Data to use:
__________

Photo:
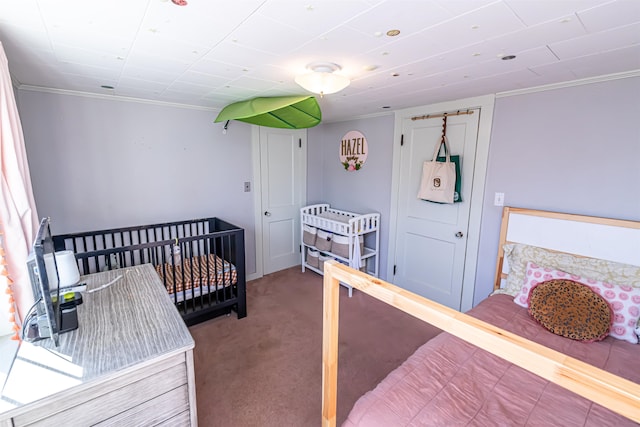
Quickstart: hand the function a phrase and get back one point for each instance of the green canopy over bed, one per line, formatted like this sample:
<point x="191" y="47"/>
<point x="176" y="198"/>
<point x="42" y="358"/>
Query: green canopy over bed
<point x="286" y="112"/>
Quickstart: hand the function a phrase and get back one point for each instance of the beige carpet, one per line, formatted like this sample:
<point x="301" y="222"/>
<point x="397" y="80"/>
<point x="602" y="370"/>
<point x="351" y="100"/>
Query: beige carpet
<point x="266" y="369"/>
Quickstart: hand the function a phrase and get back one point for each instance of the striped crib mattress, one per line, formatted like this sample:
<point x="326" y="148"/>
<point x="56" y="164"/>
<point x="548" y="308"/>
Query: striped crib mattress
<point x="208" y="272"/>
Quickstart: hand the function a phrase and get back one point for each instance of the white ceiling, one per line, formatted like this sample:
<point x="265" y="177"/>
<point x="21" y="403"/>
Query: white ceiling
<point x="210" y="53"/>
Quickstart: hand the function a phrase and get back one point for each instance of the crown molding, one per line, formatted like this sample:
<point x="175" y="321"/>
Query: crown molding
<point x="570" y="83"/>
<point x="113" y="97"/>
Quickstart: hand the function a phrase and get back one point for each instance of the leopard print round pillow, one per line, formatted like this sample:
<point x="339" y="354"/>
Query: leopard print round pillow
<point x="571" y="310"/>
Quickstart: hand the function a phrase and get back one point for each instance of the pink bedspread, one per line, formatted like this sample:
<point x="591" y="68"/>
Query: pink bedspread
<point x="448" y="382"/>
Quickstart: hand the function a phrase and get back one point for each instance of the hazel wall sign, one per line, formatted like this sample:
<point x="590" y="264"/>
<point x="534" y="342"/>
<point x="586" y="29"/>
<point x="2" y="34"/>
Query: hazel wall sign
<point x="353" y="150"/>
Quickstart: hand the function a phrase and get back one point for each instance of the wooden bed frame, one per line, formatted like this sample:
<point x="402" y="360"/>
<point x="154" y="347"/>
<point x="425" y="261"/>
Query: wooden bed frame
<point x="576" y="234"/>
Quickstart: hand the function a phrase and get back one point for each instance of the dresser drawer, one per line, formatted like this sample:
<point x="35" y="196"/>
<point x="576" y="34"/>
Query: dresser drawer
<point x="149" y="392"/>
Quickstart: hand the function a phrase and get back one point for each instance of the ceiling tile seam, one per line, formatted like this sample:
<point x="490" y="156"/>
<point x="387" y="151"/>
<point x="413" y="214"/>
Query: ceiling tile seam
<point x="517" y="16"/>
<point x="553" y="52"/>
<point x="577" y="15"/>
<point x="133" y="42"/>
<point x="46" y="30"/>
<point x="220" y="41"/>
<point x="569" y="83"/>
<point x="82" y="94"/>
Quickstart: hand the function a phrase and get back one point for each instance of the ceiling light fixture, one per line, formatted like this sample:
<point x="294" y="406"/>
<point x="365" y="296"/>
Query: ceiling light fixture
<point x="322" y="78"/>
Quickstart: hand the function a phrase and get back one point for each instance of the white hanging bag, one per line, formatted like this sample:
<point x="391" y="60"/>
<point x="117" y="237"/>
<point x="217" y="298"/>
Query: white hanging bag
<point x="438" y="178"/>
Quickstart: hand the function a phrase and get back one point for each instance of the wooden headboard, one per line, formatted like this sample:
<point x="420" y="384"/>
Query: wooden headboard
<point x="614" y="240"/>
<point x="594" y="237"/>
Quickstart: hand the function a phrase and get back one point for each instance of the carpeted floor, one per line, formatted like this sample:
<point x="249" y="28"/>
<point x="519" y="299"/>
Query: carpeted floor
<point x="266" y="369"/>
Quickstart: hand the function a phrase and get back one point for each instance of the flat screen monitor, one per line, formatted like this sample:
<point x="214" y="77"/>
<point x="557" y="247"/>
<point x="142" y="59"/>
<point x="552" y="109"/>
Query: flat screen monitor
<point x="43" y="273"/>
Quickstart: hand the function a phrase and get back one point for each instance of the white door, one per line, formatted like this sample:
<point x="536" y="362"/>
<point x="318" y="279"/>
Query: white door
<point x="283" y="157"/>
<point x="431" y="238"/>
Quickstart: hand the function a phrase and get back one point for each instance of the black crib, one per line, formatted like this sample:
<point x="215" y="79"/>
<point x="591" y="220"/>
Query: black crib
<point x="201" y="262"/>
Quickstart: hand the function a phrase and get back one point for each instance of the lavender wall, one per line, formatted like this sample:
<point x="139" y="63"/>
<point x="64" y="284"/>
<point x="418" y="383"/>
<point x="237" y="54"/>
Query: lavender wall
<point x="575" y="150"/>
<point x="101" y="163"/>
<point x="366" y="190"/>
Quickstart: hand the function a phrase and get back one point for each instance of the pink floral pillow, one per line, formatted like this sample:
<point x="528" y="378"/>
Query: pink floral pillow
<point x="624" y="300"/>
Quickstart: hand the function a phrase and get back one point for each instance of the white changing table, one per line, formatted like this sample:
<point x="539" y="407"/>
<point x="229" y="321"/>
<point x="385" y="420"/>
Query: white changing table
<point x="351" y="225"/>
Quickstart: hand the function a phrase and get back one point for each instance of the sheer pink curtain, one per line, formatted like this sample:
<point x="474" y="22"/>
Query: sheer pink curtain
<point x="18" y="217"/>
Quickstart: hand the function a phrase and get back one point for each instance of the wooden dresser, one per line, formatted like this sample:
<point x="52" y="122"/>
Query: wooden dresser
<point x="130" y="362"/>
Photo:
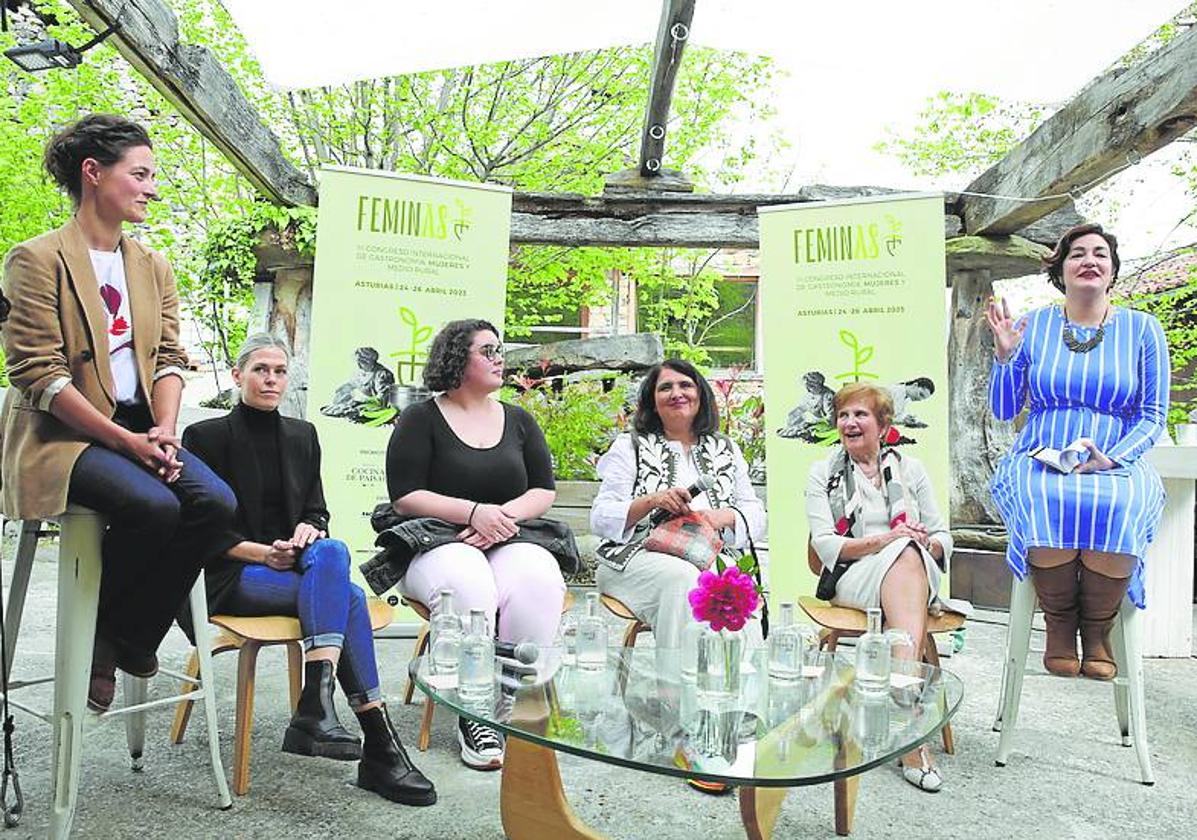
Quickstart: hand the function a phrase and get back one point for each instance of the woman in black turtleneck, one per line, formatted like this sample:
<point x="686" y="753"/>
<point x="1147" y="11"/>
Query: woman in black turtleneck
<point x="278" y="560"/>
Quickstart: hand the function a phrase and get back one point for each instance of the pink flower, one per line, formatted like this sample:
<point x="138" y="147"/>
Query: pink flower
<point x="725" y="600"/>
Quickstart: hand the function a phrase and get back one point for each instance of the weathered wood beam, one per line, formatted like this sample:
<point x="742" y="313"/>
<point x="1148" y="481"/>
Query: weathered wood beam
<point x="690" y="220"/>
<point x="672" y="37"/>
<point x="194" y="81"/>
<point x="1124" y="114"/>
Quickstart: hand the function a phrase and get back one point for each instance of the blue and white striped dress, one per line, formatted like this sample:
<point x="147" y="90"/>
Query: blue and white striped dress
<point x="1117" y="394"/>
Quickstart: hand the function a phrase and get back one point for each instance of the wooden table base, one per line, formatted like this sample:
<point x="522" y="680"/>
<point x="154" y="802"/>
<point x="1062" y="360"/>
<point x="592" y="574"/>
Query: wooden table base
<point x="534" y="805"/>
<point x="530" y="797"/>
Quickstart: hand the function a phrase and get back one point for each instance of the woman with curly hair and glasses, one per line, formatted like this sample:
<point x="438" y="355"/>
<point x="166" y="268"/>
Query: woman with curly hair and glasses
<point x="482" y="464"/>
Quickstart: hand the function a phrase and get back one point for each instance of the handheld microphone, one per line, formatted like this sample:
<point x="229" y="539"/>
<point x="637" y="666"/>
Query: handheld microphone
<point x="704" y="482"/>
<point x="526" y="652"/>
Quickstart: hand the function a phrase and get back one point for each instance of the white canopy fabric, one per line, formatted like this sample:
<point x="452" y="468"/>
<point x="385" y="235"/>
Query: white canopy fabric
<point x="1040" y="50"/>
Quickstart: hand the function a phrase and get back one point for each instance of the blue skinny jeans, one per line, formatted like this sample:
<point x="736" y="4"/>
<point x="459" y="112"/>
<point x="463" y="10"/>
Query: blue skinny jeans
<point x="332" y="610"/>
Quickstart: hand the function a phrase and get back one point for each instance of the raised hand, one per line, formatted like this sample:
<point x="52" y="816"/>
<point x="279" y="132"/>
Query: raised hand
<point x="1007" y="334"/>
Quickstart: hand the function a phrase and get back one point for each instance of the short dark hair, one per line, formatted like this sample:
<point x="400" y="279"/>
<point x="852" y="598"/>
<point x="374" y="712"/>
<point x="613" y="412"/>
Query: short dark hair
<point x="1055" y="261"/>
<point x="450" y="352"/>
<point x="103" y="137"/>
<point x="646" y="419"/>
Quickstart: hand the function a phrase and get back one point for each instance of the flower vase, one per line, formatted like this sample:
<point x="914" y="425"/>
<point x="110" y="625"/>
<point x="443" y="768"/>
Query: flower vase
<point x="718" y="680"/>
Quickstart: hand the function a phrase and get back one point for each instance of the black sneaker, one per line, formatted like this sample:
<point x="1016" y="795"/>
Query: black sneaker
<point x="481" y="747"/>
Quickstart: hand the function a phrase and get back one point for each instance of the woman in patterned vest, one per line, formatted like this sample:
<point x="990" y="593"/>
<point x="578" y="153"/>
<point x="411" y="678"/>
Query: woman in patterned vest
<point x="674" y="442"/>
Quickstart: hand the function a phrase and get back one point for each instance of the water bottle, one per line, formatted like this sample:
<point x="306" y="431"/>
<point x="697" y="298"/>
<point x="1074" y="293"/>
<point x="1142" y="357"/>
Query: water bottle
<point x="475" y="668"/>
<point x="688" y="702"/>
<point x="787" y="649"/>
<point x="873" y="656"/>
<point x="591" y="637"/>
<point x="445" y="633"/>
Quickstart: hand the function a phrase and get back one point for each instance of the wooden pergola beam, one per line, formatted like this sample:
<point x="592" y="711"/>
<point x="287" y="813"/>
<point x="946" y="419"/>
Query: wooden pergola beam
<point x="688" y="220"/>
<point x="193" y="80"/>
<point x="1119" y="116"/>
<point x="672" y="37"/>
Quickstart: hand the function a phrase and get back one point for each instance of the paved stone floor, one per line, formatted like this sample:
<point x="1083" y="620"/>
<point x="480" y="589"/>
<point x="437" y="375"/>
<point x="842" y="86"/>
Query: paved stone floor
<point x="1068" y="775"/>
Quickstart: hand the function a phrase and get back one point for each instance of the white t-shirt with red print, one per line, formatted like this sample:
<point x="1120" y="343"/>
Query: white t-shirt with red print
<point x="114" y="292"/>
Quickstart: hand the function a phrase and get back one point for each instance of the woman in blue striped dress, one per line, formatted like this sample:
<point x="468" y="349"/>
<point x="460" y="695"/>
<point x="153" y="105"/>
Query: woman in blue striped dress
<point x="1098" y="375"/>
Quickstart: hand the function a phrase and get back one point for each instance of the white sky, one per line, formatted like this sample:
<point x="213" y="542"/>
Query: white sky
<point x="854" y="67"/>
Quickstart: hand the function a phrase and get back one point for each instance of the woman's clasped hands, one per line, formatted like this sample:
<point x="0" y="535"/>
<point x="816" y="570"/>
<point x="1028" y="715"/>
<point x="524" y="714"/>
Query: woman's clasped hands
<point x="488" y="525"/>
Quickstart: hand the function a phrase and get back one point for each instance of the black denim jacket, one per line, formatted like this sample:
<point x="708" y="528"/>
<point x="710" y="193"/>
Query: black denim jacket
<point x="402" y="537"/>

__________

Problem description: Nothing but the lines from the one with "the woman in blue" to the last line of the data should appear in the answer, each exactly as it stands.

Answer for this exercise:
Quickstart: hand the function a phrase and get back one point for each instance of the woman in blue striped dress, one per line, formatted like this sample:
<point x="468" y="349"/>
<point x="460" y="695"/>
<point x="153" y="105"/>
Query: woman in blue striped dress
<point x="1098" y="375"/>
Quickstart: hand the function a phrase and get back one point for each instance of the white sky, one per line, formatted like this sample:
<point x="213" y="542"/>
Query: white sky
<point x="854" y="67"/>
Quickstart: hand the function a phrase and get back one point for each instance of the woman's clasped hands, one per line, formatted like this sample:
<point x="0" y="535"/>
<point x="816" y="570"/>
<point x="1028" y="715"/>
<point x="524" y="714"/>
Query: woman's clasped hands
<point x="488" y="525"/>
Quickstart: hand the function a phrase and get back one point for each instance of the black denim jacket, one per line, formatted like this sample:
<point x="708" y="528"/>
<point x="710" y="193"/>
Query: black denim jacket
<point x="402" y="537"/>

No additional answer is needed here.